■ What you will do
Set down exactly the lines from the one containing "Spot every instance of eyebrow" through the last line of the records below, both included, and nothing else.
== Data for the task
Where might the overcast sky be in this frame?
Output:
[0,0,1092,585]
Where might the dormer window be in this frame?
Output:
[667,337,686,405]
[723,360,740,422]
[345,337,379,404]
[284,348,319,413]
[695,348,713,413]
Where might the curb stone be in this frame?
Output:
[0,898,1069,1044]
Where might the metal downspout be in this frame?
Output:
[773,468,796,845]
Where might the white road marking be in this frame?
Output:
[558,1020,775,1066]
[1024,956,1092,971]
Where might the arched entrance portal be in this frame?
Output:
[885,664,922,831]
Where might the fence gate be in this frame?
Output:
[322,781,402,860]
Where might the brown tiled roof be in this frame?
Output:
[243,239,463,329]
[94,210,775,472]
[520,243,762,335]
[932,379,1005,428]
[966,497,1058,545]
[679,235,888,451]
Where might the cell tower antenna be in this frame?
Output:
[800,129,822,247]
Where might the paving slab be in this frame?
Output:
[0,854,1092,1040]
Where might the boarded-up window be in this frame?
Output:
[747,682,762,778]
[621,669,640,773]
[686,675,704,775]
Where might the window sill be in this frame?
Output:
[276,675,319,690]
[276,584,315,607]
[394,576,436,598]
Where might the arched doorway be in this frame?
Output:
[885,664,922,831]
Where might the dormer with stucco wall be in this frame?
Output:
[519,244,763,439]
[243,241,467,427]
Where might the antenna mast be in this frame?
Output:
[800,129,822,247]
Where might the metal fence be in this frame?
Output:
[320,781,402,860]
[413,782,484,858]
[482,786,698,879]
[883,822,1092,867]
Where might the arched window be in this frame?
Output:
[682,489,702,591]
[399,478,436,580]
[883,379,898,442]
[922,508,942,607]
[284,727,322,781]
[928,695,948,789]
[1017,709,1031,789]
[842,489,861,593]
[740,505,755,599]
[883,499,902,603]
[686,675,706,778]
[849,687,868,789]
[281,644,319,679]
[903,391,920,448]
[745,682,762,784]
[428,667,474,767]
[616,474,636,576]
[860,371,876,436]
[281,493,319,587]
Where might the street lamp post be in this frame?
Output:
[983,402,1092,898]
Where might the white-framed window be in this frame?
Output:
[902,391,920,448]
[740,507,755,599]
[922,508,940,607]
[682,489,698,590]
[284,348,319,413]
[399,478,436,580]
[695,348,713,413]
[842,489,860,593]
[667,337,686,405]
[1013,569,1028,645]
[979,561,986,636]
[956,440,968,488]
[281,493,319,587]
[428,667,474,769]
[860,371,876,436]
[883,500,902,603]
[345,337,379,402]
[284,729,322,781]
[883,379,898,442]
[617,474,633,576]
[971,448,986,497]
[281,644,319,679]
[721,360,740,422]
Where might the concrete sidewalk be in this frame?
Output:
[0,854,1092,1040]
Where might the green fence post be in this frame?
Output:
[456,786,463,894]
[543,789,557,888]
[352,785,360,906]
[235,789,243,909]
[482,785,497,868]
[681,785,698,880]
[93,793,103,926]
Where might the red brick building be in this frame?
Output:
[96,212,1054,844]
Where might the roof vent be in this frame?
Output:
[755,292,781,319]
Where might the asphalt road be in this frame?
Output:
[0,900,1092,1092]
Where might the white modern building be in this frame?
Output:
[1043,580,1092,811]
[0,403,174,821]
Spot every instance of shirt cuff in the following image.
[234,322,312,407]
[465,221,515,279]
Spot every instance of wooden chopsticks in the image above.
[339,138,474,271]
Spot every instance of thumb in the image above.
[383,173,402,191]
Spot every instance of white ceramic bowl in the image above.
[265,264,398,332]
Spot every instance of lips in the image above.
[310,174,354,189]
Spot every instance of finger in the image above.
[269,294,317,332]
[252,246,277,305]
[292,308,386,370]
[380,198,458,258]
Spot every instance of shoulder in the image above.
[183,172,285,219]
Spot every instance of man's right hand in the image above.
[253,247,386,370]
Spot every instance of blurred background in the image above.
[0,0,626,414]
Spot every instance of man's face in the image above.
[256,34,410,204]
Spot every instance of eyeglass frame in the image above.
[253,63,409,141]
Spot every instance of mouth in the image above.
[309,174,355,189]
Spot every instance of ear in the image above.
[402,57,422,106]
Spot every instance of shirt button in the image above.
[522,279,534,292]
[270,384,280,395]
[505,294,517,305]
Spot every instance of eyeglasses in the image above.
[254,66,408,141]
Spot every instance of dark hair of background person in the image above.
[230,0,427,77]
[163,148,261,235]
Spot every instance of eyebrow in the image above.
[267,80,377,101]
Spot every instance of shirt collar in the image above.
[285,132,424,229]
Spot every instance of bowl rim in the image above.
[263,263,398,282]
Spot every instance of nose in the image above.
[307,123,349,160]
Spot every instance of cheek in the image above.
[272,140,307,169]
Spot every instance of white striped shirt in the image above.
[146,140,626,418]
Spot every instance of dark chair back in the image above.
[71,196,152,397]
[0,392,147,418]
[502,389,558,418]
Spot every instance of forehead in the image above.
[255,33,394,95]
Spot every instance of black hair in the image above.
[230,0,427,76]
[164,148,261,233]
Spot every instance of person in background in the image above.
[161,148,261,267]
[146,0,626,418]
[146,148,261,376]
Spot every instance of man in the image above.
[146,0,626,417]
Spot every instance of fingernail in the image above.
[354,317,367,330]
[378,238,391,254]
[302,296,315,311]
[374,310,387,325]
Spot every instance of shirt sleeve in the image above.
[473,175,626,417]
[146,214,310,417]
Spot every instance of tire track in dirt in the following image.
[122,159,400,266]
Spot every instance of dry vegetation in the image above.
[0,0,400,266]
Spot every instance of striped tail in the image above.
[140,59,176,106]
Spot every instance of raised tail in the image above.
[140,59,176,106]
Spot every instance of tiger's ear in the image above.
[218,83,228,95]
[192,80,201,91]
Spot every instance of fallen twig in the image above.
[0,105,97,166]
====
■ Completed task
Spot every instance of eyebrow in the image above.
[267,80,377,101]
Spot every instance of shirt collar in the image above.
[285,132,424,229]
Spot every instance of bowl rim in the image above.
[263,263,398,282]
Spot every instance of nose in the image above.
[307,123,349,160]
Spot every instance of cheek in the image above.
[272,140,307,169]
Spot every instance of white striped shirt in the image above.
[146,140,626,418]
Spot every instance of dark chair back in the image above.
[71,196,152,397]
[0,392,147,418]
[502,389,558,418]
Spot every instance of forehead in the image above.
[255,33,394,95]
Spot every instance of black hair in the image above.
[230,0,427,76]
[164,148,261,233]
Spot every instance of person in background in the image above.
[161,148,261,267]
[146,0,626,418]
[146,148,261,376]
Spot every instance of man in the image above.
[146,0,626,417]
Spot every instance of fingernail in the image above.
[354,317,367,330]
[378,238,391,254]
[302,296,315,311]
[374,310,387,325]
Spot every instance of shirt sleeve in the image above.
[473,175,626,417]
[146,214,310,417]
Spot every instance of tire track in dirt in the following image.
[122,159,400,266]
Spot every instance of dry vegetation in the image above.
[0,0,400,266]
Spot every instance of striped tail in the image above.
[140,59,176,106]
Spot every instance of raised tail in the image above.
[140,59,176,106]
Spot every instance of tiger's ear in the image above.
[218,83,228,95]
[192,80,201,91]
Spot every instance of fallen twig in the image above.
[0,105,97,166]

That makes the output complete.